Repeat the lines that follow, leaving nothing out.

## DATASET ROWS
========
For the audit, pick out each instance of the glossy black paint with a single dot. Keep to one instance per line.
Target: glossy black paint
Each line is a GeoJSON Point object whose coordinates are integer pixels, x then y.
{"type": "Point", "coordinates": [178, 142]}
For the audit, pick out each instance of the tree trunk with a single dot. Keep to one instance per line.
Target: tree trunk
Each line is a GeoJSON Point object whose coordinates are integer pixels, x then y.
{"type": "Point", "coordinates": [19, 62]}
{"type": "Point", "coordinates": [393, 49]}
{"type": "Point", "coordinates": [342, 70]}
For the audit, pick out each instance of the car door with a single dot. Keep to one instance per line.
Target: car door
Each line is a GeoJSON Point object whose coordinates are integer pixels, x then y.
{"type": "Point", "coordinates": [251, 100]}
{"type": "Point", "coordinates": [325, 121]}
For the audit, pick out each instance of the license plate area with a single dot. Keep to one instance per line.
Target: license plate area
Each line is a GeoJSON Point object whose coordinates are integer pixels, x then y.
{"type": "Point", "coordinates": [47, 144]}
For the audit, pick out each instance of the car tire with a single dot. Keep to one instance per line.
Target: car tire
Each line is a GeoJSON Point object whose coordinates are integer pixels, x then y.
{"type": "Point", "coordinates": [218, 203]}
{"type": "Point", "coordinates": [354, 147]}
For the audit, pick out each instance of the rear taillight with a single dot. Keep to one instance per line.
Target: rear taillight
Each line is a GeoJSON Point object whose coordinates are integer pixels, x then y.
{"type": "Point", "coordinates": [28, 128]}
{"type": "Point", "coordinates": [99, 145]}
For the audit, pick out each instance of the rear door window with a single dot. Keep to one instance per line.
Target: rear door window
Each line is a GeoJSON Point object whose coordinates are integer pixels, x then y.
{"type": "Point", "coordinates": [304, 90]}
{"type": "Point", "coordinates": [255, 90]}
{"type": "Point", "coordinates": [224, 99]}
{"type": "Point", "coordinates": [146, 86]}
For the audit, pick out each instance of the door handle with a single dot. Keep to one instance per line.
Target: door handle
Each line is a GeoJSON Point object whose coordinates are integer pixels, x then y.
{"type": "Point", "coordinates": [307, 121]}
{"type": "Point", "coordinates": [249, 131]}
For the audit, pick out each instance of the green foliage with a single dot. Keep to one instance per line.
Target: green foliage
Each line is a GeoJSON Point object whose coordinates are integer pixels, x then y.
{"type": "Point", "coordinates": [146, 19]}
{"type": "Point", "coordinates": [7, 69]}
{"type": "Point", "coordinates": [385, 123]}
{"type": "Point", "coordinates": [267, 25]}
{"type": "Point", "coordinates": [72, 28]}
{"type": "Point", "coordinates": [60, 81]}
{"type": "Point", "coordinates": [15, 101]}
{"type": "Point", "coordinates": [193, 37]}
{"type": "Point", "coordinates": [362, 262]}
========
## FINAL ANSWER
For the audit, pick out each instance of the glossy black paint with a single dot. Keep to one instance per line.
Target: glossy black paint
Each line is a GeoJSON Point object whose coordinates are integer pixels, x then y.
{"type": "Point", "coordinates": [178, 142]}
For the audit, pick out each instance of the tree trunk with a single dot. Keep to one instance per line.
Target: tree trunk
Each line is a GeoJSON Point object whose coordinates are integer pixels, x then y.
{"type": "Point", "coordinates": [19, 62]}
{"type": "Point", "coordinates": [393, 49]}
{"type": "Point", "coordinates": [342, 70]}
For the audit, pick out each instance of the car door with a single dot. Keep to one instance per line.
Target: car door
Each line is a GeoJSON Point object whose coordinates are integer pixels, x then y.
{"type": "Point", "coordinates": [251, 100]}
{"type": "Point", "coordinates": [325, 121]}
For the audit, pick out each instance of the license plate area with a single dot. Keep to one instance per line.
Target: license plate area
Each line is a GeoJSON Point object whose coordinates are integer pixels, x then y.
{"type": "Point", "coordinates": [47, 144]}
For the audit, pick out each instance of the car tire with a single dot. Keep to one instance per line.
Target: car tire
Each line is a GeoJSON Point object whose coordinates are integer pixels, x then y.
{"type": "Point", "coordinates": [218, 203]}
{"type": "Point", "coordinates": [354, 147]}
For the audit, pick out each instance of the rear taillight with a single dot. Keep to one instance per line.
Target: rear taillight
Each line is a GeoJSON Point object whose coordinates are integer pixels, x then y.
{"type": "Point", "coordinates": [28, 128]}
{"type": "Point", "coordinates": [99, 145]}
For the audit, pick out each instance of the rear door window with a single dot. Keep to one instance per line.
Target: rear door window
Each line is a GeoJSON Point object whose coordinates are integer pixels, x then y.
{"type": "Point", "coordinates": [304, 90]}
{"type": "Point", "coordinates": [255, 90]}
{"type": "Point", "coordinates": [224, 99]}
{"type": "Point", "coordinates": [146, 86]}
For the audit, pick out each instance of the door handle with a single dot. Keep to one instance per line.
Target: door handle
Each line is a GeoJSON Point object whose coordinates are integer pixels, x then y.
{"type": "Point", "coordinates": [307, 121]}
{"type": "Point", "coordinates": [249, 131]}
For the audit, pick out each instance of the green foliage with a single dot. Keep to one instance per line.
Target: green foliage
Each line is a GeoJSON Point object whose coordinates are integer pixels, x then y.
{"type": "Point", "coordinates": [146, 19]}
{"type": "Point", "coordinates": [7, 69]}
{"type": "Point", "coordinates": [385, 123]}
{"type": "Point", "coordinates": [267, 25]}
{"type": "Point", "coordinates": [72, 28]}
{"type": "Point", "coordinates": [60, 81]}
{"type": "Point", "coordinates": [15, 101]}
{"type": "Point", "coordinates": [193, 37]}
{"type": "Point", "coordinates": [362, 262]}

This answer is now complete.